● Given request
Return these records word for word, from the line with "Where can the door" up to and including the line with "<point>325,72</point>".

(Location identification entries)
+++++

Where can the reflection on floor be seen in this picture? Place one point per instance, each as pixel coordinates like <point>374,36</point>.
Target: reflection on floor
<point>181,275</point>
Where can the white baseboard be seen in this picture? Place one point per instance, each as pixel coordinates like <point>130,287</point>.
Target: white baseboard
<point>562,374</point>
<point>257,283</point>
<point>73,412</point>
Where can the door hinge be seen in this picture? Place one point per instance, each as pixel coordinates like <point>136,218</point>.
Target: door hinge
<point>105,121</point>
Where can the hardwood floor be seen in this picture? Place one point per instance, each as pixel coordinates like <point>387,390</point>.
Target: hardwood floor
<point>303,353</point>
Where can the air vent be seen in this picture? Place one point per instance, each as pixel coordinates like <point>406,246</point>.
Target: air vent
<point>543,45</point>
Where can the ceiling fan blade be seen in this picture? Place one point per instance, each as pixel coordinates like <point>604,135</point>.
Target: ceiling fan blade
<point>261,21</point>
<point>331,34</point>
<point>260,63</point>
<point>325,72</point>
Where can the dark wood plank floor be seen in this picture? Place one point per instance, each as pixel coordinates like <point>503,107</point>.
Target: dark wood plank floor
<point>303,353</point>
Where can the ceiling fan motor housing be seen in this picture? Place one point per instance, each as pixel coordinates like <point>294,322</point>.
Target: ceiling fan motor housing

+++++

● Output
Where can the door hinge be seen in this picture? Place one point per instance, each as pixel coordinates like <point>136,218</point>.
Target: door hinge
<point>105,121</point>
Where can the hardwood floor be seen in this picture? Place one point per instance, each as pixel coordinates like <point>387,390</point>.
Target: hardwood floor
<point>303,353</point>
Where can the air vent be seen in this picture? Place one point per instance, each as pixel coordinates like <point>406,246</point>.
Target: air vent
<point>543,45</point>
Where can the ceiling fan blade be seen in this picture? Place one point per instance, each as pixel coordinates like <point>604,135</point>.
Target: ceiling fan blade
<point>261,21</point>
<point>331,34</point>
<point>260,63</point>
<point>325,72</point>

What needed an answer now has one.